» Brano:
Dia 16 - giorni nel giorno

Mercoledì 10 agosto, 6 della mattina, la sveglia suona ed io rapidamente cerco con la mano il telefono per spegnerla. Gli occhi lentamente si aprono, la testa inizia ad inviare i primi segnali, le gambe si muovono ed il cuore si prepara ad accogliere nuove emozioni.

Ad aspettarmi in cucina trovo Elisabetta, caffè?

Usciamo rapidamente con il primo gruppo di bambini, direzione: scuola. Oggi la loro sveglia, complice la giornata intensa vissuta ieri in piscina, sembra essere suonata un po’ dopo, siamo in ritardo e per questo acceleriamo il passo. Lungo il tragitto mi trovo ad essere divisa tra D. e N. Abbracci veloci ma intensi, sorrisi timidi ma profondi, ci salutiamo, e rapidamente rientriamo a casa.

Oggi per me e altri 5 compagni è una giornata particolare.

Oggi finalmente prende vita il progetto “compartir”, il progetto che prevede l’incontro con le mamme che, a causa delle loro condizioni di svantaggio, rientrano nel programma di consegna degli alimenti. Il nostro compito è quello di comprovare, attraverso una visita alle loro case, la loro effettiva condizione di vita, per valutare se continuare ad includerle o meno nel progetto.

» Estratti dei dati:
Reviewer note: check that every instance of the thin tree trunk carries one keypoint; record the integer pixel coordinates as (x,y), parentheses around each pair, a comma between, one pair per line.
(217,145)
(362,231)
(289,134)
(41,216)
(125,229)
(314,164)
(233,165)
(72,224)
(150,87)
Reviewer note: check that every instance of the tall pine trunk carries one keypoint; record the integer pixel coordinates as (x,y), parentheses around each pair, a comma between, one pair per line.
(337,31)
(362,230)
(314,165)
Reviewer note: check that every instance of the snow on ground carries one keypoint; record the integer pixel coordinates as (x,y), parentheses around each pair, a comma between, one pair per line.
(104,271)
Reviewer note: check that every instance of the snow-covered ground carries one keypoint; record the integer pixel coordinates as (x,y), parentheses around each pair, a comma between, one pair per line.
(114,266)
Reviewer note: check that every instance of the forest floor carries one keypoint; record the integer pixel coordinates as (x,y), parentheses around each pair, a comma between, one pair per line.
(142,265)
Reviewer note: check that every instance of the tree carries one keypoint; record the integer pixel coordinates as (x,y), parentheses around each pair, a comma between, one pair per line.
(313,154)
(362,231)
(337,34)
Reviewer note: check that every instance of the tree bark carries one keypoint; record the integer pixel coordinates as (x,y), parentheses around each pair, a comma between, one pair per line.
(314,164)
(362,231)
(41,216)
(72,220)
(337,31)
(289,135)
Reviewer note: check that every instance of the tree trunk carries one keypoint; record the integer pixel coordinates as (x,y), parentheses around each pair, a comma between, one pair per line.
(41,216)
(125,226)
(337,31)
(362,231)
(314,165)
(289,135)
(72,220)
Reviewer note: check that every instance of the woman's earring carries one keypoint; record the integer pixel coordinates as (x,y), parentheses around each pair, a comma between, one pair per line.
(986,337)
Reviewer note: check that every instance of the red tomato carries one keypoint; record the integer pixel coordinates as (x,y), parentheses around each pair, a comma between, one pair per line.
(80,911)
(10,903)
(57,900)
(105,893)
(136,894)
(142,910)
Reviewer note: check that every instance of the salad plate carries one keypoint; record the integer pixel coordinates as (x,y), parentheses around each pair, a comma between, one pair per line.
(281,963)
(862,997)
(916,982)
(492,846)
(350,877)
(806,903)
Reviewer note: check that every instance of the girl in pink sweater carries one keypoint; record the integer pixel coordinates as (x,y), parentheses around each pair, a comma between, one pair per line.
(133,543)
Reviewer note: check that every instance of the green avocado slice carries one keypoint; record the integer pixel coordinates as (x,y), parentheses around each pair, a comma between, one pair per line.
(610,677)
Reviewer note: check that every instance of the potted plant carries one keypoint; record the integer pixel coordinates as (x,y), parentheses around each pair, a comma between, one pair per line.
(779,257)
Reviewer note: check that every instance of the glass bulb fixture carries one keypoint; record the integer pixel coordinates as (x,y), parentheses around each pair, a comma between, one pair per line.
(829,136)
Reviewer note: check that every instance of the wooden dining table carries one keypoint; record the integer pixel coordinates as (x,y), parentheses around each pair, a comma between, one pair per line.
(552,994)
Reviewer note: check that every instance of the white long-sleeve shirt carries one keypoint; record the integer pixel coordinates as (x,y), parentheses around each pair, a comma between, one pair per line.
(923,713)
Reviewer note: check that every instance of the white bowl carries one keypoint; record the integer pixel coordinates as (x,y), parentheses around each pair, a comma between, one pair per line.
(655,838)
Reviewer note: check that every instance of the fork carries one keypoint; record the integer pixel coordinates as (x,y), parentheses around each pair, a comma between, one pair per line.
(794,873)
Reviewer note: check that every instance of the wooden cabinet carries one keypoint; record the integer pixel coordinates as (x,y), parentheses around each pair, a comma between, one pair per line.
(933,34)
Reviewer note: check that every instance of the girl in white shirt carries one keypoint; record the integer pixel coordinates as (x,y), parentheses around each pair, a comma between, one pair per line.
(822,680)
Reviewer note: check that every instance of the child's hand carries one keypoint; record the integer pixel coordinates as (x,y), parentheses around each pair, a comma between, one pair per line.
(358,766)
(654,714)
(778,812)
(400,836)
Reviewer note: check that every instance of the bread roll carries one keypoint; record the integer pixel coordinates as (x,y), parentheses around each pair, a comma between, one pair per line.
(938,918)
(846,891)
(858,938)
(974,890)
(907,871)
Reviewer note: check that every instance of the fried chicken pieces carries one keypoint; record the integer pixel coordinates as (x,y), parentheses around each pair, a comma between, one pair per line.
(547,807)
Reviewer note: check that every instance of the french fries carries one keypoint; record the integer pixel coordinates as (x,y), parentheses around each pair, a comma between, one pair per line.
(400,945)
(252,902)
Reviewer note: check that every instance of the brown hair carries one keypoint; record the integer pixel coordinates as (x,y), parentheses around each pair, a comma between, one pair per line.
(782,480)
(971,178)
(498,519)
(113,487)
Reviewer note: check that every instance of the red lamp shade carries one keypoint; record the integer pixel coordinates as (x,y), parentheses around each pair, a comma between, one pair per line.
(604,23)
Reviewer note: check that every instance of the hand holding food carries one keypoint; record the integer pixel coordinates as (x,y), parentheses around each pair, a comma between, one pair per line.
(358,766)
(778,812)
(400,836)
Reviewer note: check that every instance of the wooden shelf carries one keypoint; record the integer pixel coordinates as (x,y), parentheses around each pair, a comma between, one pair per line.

» Consegne dell'esercizio:
[1] Riscriva in forma più concisa il paragrafo del brano che inizia con «Oggi finalmente prende vita», conservandone i fatti principali.
[2] Conti quante righe dell'elenco contengono la stringa «hand» e indichi soltanto il numero.

» Risposte alle consegne:
[1] Prende avvio il progetto “compartir”, dedicato alle mamme in condizioni di svantaggio che rientrano nel programma di consegna degli alimenti. Il compito consiste nel verificarne le reali condizioni di vita con visite alle loro case, per stabilire se mantenerle o meno nel progetto.

[2] 2